Rewrite every line of the items below, requests included, with each x and y coordinate in the answers multiplied by 0.2 and rounded to a whole number, halves rounded up. Leave out the pictures.
### INFORMATION SUPPLIED ###
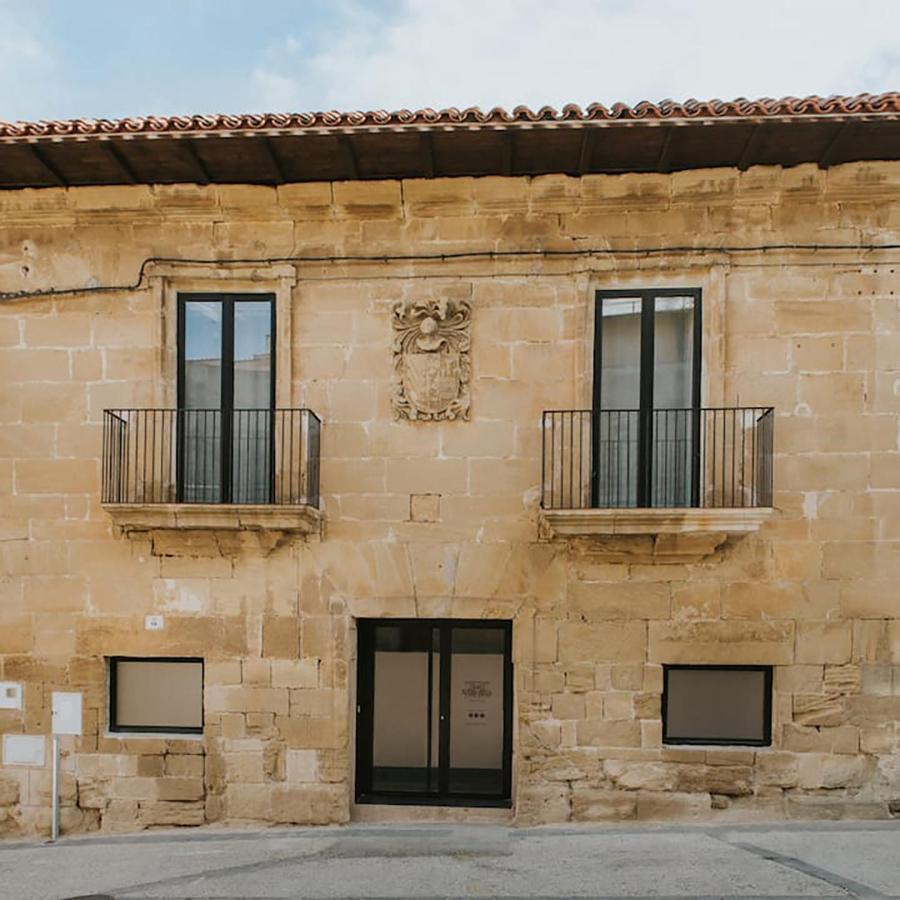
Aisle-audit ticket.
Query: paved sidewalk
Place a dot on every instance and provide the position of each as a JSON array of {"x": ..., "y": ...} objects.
[{"x": 837, "y": 860}]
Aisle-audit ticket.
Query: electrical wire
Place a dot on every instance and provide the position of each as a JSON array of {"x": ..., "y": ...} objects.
[{"x": 728, "y": 250}]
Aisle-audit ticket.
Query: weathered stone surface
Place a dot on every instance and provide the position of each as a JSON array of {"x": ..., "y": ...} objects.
[
  {"x": 602, "y": 805},
  {"x": 441, "y": 519}
]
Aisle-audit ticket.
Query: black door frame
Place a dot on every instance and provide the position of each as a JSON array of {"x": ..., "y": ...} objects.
[
  {"x": 226, "y": 389},
  {"x": 365, "y": 708},
  {"x": 647, "y": 296}
]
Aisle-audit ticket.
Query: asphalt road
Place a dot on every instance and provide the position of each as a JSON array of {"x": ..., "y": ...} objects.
[{"x": 835, "y": 860}]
###
FULL RESPONSE:
Aisle-audit ticket.
Query: paved sidewalk
Place a dot on every instance and provide the position of each as a JSON array of {"x": ..., "y": ...} objects.
[{"x": 167, "y": 172}]
Aisle-audit ticket.
Query: electrical wire
Place a dot on every instance and provide the position of each as a JSON array of {"x": ..., "y": ...} objects.
[{"x": 146, "y": 50}]
Aisle-audit ticket.
Query: weathered stone surface
Place a dot on every instance and provide the position of each as a JSON array of {"x": ..., "y": ...} objects.
[
  {"x": 120, "y": 161},
  {"x": 88, "y": 104}
]
Aisle-audit ticket.
Query: black door frame
Place a dot on every instance and provide the position of each as a JSON array of {"x": ..., "y": ...} objects.
[
  {"x": 45, "y": 78},
  {"x": 73, "y": 142},
  {"x": 129, "y": 59}
]
Aisle-audit ticket.
Query: asphalt road
Place a dot on every instance and provide the position of each as a JSON array of {"x": ..., "y": ...} objects.
[{"x": 167, "y": 172}]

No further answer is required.